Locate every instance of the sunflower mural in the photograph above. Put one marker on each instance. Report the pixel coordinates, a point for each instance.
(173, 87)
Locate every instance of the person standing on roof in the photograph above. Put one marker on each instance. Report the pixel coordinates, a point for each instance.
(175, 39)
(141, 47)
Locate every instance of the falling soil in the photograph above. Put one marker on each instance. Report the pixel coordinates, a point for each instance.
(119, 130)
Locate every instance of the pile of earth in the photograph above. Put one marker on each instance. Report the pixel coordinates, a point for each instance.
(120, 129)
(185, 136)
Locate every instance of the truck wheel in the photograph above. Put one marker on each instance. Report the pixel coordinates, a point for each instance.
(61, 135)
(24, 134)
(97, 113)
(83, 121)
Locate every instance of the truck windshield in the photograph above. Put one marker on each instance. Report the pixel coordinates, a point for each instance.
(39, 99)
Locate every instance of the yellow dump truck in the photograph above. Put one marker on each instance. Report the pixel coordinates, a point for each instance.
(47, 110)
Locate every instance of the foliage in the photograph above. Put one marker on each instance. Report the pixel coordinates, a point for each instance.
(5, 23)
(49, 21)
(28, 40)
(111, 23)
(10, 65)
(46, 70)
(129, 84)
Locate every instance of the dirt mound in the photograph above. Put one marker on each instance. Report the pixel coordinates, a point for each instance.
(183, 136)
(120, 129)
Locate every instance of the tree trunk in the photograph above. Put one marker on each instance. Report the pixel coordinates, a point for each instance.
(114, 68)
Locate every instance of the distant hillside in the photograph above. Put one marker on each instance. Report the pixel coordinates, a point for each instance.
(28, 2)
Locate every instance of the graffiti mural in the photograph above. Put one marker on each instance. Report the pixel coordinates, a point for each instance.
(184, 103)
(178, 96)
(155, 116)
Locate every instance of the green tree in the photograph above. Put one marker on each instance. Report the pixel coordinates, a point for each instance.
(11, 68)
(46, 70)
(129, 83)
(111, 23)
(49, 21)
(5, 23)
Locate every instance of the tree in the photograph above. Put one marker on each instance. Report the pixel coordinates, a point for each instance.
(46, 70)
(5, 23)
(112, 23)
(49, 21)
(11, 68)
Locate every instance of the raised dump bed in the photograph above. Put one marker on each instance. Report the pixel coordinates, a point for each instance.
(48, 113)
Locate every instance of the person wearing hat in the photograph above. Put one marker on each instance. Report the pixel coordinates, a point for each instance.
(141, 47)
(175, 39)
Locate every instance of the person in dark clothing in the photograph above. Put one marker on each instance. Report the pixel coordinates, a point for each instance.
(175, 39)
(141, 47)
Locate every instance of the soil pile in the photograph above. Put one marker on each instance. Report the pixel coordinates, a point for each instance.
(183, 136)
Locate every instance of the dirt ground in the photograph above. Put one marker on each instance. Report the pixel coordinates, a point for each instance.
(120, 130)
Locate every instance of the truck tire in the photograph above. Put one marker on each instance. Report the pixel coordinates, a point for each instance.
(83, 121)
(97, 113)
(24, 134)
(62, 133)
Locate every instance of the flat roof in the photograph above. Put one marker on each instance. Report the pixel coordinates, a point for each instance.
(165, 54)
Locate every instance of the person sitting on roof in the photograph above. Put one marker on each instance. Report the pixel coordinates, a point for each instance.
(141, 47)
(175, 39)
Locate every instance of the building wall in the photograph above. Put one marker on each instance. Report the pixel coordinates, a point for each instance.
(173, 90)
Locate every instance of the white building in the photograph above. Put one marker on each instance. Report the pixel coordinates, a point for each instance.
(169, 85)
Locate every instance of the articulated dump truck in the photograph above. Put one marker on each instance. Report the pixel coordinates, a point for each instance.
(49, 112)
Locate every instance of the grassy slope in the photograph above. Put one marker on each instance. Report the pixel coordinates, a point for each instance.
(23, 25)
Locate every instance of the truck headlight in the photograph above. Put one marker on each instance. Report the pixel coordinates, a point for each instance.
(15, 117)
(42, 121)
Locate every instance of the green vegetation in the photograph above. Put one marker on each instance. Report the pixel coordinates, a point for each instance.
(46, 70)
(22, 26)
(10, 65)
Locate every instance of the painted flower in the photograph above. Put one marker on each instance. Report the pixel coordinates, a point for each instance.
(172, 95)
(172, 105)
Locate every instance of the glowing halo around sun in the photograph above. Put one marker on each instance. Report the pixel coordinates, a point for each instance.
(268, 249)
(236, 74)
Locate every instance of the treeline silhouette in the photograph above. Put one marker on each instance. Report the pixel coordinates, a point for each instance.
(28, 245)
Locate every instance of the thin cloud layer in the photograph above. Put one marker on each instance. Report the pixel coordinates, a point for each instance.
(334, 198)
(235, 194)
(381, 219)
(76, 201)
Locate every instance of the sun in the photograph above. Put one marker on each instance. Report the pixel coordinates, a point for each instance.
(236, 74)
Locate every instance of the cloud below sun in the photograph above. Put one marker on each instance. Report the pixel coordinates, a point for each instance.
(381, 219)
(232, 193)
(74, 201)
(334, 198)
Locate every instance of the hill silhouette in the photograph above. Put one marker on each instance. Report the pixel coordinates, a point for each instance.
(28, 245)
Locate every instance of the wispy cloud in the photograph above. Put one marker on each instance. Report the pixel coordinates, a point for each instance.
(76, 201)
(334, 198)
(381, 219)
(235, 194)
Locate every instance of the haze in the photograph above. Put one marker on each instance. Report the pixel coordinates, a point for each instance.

-------

*Exercise details*
Return all of the material above exactly as it stands.

*Solution for this problem*
Locate every instance of the sunflower mural in the photograph above. Put one marker on each instance. Report the pixel coordinates, a point for each instance.
(173, 87)
Locate every instance of the person standing on roof in the photograph above. Put one marker on each instance. Report the pixel coordinates, a point for each instance.
(175, 39)
(141, 47)
Locate every instance of the falling soil in the photograph above. Put one marker on each instance. Report the pixel coordinates, a point for each instance.
(119, 130)
Locate every instance of the pile of earth in the photograph above. Put one marker on each instance. Report the pixel coordinates, a point for each instance.
(120, 129)
(185, 136)
Locate every instance of the truck wheel in the photograph above. Put one marker on each instance. Report the pixel coordinates, a point for each instance.
(61, 135)
(24, 134)
(97, 113)
(83, 121)
Locate every instance of the truck windshield in the photograph above. Put one marker on each instance. Report the pixel coordinates, a point for each instance.
(39, 99)
Locate every instance of the yellow dump truck in the photograph above. Put one marker on each instance. Report the pixel coordinates, a point for each instance.
(47, 110)
Locate every instance of the foliage in the photograph above. Put one marker on each instance. Report the pixel coordinates, a point for each instance.
(5, 23)
(49, 21)
(28, 40)
(111, 23)
(10, 65)
(46, 70)
(129, 84)
Locate every instance of the dirt mound in the photograph above. Put one marker on each instance. Report the pixel coordinates, a point for each instance.
(183, 136)
(120, 129)
Locate every instance of the tree trunk in the photograph above. Put one marker on each instance. Report the pixel coordinates, a point for each instance.
(114, 68)
Locate every instance of the distant hillside in the photograph above. Put one marker on each instance. Report the pixel coordinates, a point for each instance.
(28, 2)
Locate every instance of the graffiti mural in the photograph above. Put one marker on each instance. Report the pixel coordinates, a point for each instance.
(184, 103)
(178, 96)
(155, 116)
Locate every instance of the green tree in the photograph above. Put one marker on each instance. Report the pixel coordinates, a point for each instance.
(11, 68)
(46, 70)
(129, 83)
(111, 23)
(49, 21)
(5, 23)
Locate every instance of the tree in the photograph above. Put one marker on each instance. Report the pixel coordinates, a point for each instance.
(46, 70)
(5, 23)
(112, 23)
(49, 21)
(11, 68)
Locate every instance of the raised dump bed in the photograph above. Put one marker on each instance. Report the pixel coordinates, a point for each instance.
(48, 113)
Locate every instance of the person wearing hat in the photograph above. Put one marker on each instance. Report the pixel coordinates, a point for each instance.
(141, 47)
(175, 39)
Locate every instance of the person in dark clothing in the photograph above. Put one marker on each instance. Report the pixel coordinates, a point for each instance.
(175, 39)
(141, 47)
Locate every instance of the soil pile in the photograph above. Put one marker on each instance. Report the pixel coordinates, a point for each instance.
(183, 136)
Locate every instance of the dirt ground in the photograph above. Put one marker on each instance. Report the pixel coordinates, a point for each instance.
(120, 130)
Locate every instance of the truck tire in the photograph above. Put one marker on each instance. Report the pixel coordinates, a point for each instance.
(83, 121)
(97, 113)
(24, 134)
(62, 133)
Locate every instance of the flat roof in the photograph above. Put one marker on each instance. Report the pixel coordinates, a point for each instance.
(165, 54)
Locate every instance of the person sitting on roof in the photograph above. Put one marker on each instance. Report the pixel coordinates, a point for each instance.
(141, 47)
(175, 39)
Locate every instance of the building wall in the photograph above. Put one marker on each instance. Report the pixel coordinates, a point for each instance.
(173, 90)
Locate every instance of the white building in the photograph above. Put one marker on each instance. Report the pixel coordinates, a point for each instance.
(169, 85)
Locate every instance of the articulated dump truck in the photograph above. Put one marker on each instance. Report the pixel coordinates, a point for each instance.
(49, 112)
Locate every instance of the grassy slope in the photograph above. Put one marker on each instance. Report the pixel coordinates, a point for each instance.
(23, 25)
Locate every instance of the truck headlight in the photograph above. Put one marker on each instance. Report the pixel coordinates, a point for each instance.
(15, 117)
(42, 121)
Locate every instance of the green vegetation in the photograph above. Put one marker on each instance. Report the pixel coordinates, a point for each instance.
(46, 70)
(22, 26)
(10, 65)
Locate every instance of the painted flower in the photograph above. Put one marker on each instance. Report the pixel coordinates, a point for each instance.
(172, 95)
(172, 105)
Locate every instance of the glowing halo around sun in the photograph above. Put one marker on each instance. Report the pixel coordinates, a point for each instance.
(268, 249)
(236, 74)
Locate every instance of the treeline silhouette in the photograph above. Put one marker on each instance. Report the pixel coordinates, a point for each instance.
(28, 245)
Locate every instance of the thin cloud layer in the photograph above. Put one marker on each instance. Report the pixel coordinates, a point for each instance.
(334, 198)
(235, 194)
(381, 219)
(76, 201)
Locate every instance of the sun in the photograph above. Put one marker on each instance. Report the pixel coordinates, a point for each instance.
(236, 74)
Locate every instance of the cloud below sun in the photograph above. Put one marker on each instance. Report the pixel coordinates, a point for each instance.
(381, 219)
(232, 193)
(74, 201)
(334, 198)
Locate every instance of the hill silhouette in the photograph above. Put one marker on each instance. Report the pixel coordinates, a point for each instance.
(28, 245)
Locate every instance of the wispy cloud in the photograph above. Put one marker on each instance. Report the pixel coordinates, a point for each instance.
(76, 201)
(334, 198)
(381, 219)
(235, 194)
Locate every instance of the haze in the photograph above. Put one marker on each instance. Report the pixel coordinates, a point for each instance.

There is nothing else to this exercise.